§ About this task: Using the records below, transcribe word for word the stretch from the line that contains "Target: brown wavy hair" through the line that contains "Mark every instance of the hair", both end lines included, and nothing else.

§ Dataset extract:
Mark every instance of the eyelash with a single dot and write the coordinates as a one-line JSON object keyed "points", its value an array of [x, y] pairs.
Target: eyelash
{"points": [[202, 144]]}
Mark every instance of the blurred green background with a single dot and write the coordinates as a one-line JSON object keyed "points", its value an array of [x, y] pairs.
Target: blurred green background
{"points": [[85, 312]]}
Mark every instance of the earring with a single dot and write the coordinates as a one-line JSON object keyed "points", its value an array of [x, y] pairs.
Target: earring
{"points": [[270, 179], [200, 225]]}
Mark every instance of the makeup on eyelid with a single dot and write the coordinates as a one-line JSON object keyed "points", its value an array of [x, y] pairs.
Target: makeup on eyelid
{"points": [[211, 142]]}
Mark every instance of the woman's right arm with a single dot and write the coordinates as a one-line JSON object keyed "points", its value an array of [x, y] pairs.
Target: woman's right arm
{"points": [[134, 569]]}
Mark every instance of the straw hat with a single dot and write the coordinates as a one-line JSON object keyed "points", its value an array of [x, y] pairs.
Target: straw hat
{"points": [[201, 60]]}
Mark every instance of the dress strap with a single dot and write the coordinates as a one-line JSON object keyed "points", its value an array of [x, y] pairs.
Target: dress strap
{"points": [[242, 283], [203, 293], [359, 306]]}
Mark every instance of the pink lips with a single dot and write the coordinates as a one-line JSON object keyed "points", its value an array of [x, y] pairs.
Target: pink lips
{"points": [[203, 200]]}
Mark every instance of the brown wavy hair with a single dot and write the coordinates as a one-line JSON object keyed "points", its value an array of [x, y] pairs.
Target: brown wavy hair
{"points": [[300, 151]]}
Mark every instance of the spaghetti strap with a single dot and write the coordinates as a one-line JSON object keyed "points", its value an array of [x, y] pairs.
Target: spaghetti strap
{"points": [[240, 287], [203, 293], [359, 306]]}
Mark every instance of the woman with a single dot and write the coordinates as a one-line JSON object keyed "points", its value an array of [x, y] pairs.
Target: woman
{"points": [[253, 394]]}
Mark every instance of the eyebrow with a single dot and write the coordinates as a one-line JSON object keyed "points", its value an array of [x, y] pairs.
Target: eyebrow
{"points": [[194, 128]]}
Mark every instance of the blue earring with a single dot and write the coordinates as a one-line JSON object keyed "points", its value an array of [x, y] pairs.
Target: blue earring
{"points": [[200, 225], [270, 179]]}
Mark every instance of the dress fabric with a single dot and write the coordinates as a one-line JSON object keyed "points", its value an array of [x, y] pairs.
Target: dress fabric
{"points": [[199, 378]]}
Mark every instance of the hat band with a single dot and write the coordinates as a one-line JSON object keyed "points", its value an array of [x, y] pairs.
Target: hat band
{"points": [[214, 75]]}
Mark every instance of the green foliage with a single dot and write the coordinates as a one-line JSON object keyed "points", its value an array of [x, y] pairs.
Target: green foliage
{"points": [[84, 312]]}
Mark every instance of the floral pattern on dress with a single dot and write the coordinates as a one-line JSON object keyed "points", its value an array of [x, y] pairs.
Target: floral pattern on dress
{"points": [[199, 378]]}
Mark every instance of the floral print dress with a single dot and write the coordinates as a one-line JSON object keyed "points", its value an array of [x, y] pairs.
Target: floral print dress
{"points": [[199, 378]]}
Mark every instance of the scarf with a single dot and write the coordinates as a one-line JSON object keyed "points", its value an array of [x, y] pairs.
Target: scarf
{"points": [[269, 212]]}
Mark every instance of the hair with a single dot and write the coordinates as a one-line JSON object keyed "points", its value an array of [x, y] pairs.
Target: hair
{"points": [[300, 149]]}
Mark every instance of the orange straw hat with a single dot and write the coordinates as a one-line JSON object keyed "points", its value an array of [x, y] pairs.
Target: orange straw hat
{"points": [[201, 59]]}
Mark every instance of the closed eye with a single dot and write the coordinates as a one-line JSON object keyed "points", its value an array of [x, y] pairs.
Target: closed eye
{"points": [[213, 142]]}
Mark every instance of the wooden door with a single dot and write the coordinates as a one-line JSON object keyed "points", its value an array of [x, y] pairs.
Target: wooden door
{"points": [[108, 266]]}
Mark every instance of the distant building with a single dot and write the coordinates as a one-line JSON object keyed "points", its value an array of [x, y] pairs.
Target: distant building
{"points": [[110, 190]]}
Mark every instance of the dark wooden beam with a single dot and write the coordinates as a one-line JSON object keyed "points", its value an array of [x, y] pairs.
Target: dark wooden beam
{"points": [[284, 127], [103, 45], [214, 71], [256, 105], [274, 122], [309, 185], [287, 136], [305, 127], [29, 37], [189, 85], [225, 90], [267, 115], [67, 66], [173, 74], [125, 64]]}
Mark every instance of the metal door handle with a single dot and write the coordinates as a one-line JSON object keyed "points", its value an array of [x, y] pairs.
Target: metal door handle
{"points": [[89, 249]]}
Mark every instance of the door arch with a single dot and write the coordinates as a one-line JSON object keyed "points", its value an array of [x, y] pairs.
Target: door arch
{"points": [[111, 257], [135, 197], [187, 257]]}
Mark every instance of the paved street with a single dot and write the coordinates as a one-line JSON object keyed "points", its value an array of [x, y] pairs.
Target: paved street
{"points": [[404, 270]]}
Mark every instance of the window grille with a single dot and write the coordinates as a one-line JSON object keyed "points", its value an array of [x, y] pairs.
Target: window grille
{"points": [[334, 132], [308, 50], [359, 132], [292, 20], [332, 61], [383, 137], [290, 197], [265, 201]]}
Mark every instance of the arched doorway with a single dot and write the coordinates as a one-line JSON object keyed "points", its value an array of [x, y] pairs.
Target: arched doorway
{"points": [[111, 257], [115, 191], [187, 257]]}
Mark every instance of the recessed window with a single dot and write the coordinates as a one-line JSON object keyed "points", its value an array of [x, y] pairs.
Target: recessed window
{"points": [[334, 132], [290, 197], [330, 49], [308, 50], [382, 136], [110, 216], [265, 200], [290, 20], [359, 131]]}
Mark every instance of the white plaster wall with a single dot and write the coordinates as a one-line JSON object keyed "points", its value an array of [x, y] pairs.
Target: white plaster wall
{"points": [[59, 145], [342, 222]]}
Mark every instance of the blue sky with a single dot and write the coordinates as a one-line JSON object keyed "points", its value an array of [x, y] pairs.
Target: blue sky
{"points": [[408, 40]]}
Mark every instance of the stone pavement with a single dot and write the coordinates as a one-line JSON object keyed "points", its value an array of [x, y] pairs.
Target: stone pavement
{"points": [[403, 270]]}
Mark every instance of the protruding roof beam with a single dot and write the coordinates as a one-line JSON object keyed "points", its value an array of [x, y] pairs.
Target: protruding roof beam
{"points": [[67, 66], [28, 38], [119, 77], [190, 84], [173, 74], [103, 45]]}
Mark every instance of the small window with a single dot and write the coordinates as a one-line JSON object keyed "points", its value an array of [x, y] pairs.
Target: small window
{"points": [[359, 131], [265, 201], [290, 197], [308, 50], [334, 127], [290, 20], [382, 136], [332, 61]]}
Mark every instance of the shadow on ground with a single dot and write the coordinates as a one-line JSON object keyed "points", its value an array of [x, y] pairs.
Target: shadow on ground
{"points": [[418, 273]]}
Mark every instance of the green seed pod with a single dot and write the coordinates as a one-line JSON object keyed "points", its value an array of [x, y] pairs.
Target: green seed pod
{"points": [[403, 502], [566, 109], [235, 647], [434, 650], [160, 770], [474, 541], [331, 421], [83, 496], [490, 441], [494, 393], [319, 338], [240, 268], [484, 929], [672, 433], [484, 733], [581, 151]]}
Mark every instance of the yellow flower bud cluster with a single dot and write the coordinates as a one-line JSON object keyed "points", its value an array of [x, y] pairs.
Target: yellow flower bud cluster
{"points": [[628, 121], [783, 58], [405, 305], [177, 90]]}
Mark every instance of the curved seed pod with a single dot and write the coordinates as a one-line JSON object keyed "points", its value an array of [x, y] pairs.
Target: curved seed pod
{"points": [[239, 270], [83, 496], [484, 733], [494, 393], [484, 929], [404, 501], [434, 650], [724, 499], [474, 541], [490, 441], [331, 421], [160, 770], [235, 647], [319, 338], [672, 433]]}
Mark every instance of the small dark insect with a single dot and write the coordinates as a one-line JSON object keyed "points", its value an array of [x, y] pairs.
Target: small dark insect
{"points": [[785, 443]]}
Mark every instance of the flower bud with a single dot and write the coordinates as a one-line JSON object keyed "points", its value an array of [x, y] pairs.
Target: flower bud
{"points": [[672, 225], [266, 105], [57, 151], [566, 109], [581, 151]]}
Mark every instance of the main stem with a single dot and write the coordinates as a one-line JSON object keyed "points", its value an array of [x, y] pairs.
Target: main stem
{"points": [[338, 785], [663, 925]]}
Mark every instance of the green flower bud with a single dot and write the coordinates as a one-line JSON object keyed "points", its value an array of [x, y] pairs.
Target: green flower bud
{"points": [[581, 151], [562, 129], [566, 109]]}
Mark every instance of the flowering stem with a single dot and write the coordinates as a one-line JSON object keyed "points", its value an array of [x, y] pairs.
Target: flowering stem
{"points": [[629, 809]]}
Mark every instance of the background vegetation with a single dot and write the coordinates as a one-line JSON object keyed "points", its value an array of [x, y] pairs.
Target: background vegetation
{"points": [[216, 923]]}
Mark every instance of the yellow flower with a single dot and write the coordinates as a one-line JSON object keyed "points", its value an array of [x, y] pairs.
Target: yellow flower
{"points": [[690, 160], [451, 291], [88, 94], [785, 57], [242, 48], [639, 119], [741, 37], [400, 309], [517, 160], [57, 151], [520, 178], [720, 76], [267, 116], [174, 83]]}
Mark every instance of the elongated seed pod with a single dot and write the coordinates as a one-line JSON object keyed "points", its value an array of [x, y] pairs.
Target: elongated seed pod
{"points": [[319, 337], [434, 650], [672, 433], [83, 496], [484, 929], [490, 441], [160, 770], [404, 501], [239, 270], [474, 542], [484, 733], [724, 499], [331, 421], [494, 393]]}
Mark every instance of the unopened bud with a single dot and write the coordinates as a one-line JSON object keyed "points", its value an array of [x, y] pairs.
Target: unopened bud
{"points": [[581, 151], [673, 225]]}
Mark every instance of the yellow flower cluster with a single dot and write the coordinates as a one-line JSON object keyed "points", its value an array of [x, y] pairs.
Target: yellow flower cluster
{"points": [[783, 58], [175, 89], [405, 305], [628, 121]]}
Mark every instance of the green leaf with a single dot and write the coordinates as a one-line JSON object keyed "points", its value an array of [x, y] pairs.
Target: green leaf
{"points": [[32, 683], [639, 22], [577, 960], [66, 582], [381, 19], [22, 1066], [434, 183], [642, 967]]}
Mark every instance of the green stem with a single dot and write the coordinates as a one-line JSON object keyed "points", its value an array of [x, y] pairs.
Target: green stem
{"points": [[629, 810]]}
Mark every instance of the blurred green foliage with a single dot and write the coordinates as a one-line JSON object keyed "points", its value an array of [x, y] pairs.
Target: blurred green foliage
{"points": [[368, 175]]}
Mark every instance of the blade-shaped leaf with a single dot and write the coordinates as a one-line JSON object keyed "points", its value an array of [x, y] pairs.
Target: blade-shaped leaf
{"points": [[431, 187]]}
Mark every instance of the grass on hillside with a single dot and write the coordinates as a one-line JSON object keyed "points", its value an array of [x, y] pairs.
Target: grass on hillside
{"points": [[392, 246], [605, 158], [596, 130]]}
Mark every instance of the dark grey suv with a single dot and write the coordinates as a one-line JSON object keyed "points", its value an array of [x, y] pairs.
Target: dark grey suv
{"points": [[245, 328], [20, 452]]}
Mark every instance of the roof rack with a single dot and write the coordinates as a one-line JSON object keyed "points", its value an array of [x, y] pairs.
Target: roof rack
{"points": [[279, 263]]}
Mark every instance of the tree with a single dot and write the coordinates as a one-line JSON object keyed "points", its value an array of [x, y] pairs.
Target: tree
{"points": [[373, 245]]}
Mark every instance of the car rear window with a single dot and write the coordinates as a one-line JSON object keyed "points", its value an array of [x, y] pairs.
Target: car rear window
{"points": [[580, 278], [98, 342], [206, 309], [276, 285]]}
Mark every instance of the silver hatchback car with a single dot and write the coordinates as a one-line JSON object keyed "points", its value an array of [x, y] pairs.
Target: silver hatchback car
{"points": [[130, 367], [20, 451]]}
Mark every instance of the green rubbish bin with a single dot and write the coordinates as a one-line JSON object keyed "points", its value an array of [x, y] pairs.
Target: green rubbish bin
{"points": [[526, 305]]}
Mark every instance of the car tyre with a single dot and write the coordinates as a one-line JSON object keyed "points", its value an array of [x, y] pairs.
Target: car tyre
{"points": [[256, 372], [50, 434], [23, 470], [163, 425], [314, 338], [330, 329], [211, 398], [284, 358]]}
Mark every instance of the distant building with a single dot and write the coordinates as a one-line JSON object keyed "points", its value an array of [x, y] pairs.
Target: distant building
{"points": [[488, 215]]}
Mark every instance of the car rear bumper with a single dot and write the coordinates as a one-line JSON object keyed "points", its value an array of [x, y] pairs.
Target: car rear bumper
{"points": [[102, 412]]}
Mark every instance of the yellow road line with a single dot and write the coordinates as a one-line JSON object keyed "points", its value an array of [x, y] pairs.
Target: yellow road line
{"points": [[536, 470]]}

§ Written response:
Target: brown wavy hair
{"points": [[300, 151]]}
Mark every instance of the spaghetti strap with a single dot and write the coordinates as a one-line JSON object keyed "points", its value an array of [x, y] pairs.
Target: spaghetti strap
{"points": [[240, 287], [203, 293], [359, 306]]}
Mark every instance of the woman with a single dot and write the coordinates as a one-line JSON object keyed "points", its value an array of [x, y] pairs.
Target: woman
{"points": [[253, 394]]}
Mark every instance of the eyebrow with a single dot and write the coordinates as a one-line JSON object keyed "points", its value an array of [x, y] pairs.
Target: eyebrow
{"points": [[194, 128]]}
Mark every instance of the blue earring with a single dot and write the coordinates as a one-line JSON object keyed "points", its value an array of [x, y] pairs.
Target: blue earring
{"points": [[200, 225], [270, 179]]}
Mark every instance of the dress fabric with a single dot and write the coordinates as a one-line JSON object keyed "points", its value an array of [x, y] pairs.
Target: dress fabric
{"points": [[199, 378]]}
Mark every instance of the hat band with a single dot and write the coordinates as a one-line JSON object keyed "points", its value an array of [x, y] pairs.
Target: hat band
{"points": [[214, 75]]}
Mark every instance of the green foliage with a single dot and write the coordinates as a one-line JSON object keyed "points", its value an array of [x, y] pairs.
Target: green foliage
{"points": [[84, 312]]}
Mark every instance of the floral pattern on dress with a single dot and write the coordinates as a one-line JSON object keyed "points", its value an array of [x, y] pairs.
Target: floral pattern on dress
{"points": [[199, 378]]}
Mark every instance of the floral print dress with a single dot and write the coordinates as a one-line JSON object keyed "points", its value an array of [x, y] pairs.
Target: floral print dress
{"points": [[199, 378]]}
Mark every instance of the scarf with a single dot and write the coordinates as a one-line JSON object keyed "points", its value an array of [x, y] pairs.
Target: scarf
{"points": [[269, 212]]}
Mark every instance of the hair with a single dot and write the coordinates as a one-line JSON object keyed "points", its value an array of [x, y] pairs.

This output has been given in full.